_What is required_: Could you reproduce, word for word, the passage of the C++ serialization article below that begins with the words containing "There are multiple" and ends with "over a network."?

Automating Object Serialization/Deserialization in C++

Automating Object Serialization/Deserialization in C++

Using C++ Template Meta-Programming vs Macros to generator visitors for objects

Topics: C++, Serialization, Reflection, Templates, JSON, Visitor pattern

by John Ryland © 2016


Overview

Reflection/introspection. Some languages support this really well, while C++ has its runtime type information system. Why do you need this? You can manage without it, but it makes some jobs easier, such as serialization and de-serialization. What I'll present is some ways to try and bridge some gaps.

Background


Why is serialization/de-serialization needed?

There are multiple uses for serialization. Most obvious is to save some state to disk that can be later restored, eg saving a document or file, and be able to open it again later. In this particular case, if the data will be loaded again on the same machine and with the same program, then endian and interoperability issues likely can be ignored. Other uses include interoperability, as well as transmission of objects over a network.

Formats


Generally pointers can't be serialized and de-serialized (array indexes are okay if what they reference are also serialized/de-serialized). Compound objects are usually serialized and de-serialized by calling serializing and de-serializing functions for the component parts, so generally you end up with a hierarchy, so formats that can represent structure data like this are used, such as XML and JSON being two notable ones. The downside of these are that they are text based formats, so the data is inflated as text, and more time is spent parsing. There are binary forms of XML and JSON. Generally to serialize/de-serialise in binary requires fixing the size of basic types, fixing number representations and endian order etc. Google's solution is protocol buffers, which Google provides implementations for for quite a number of languages, including C++. Protocol buffers require running extra tools. If you are familiar with Qt, it has its Meta-Object system which bridges some introspection gaps also, but has historically required running moc (meta-object compiler) to generate code, similar to protocol-buffers. There are similarities with CORBA and IDL compilers. But I'm not really a fan of running extra tools to generate code you need to make build rules for etc.

Languages / Comparison


In various languages, there is some degree of built in support for serializing and de-serializing objects.
In python, it is called pickling (https://docs.python.org/3/library/pickle.html) and is well supported and is quite convenient to use, not to mention that converting python objects to json back and forth is also quite easy.
In C#, the language provides some convenience attributes and classes for serializing and de-serializing objects to/from xml (see: https://msdn.microsoft.com/en-us/library/58a18dwa(v=vs.110).aspx).

_Raw data_:

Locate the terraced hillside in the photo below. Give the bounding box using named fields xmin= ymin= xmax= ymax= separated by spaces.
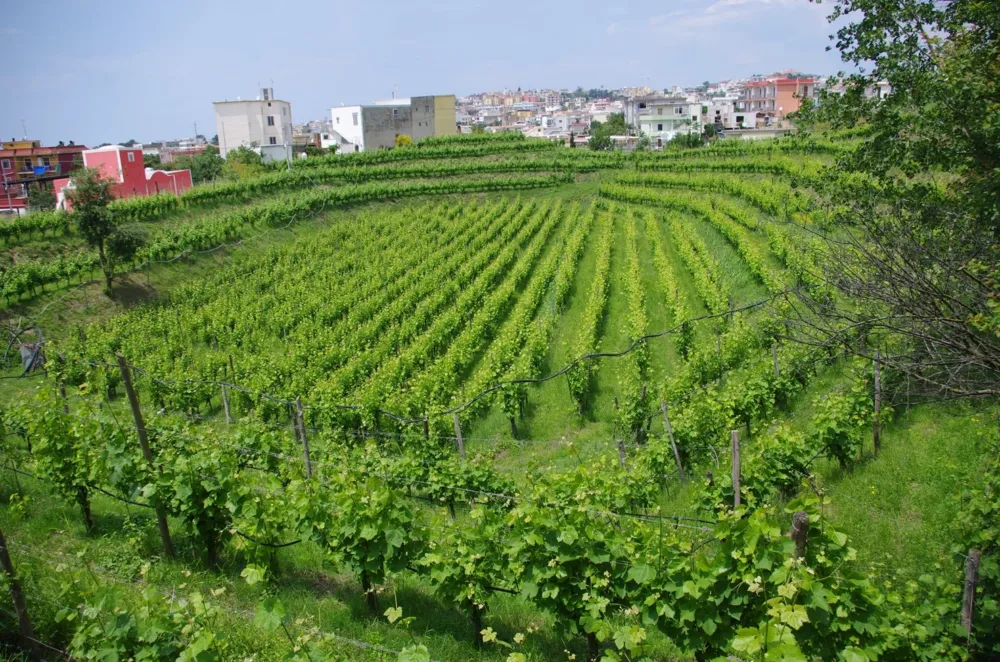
xmin=0 ymin=136 xmax=992 ymax=662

_Solution below_:
There are multiple uses for serialization. Most obvious is to save some state to disk that can be later restored, eg saving a document or file, and be able to open it again later. In this particular case, if the data will be loaded again on the same machine and with the same program, then endian and interoperability issues likely can be ignored. Other uses include interoperability, as well as transmission of objects over a network.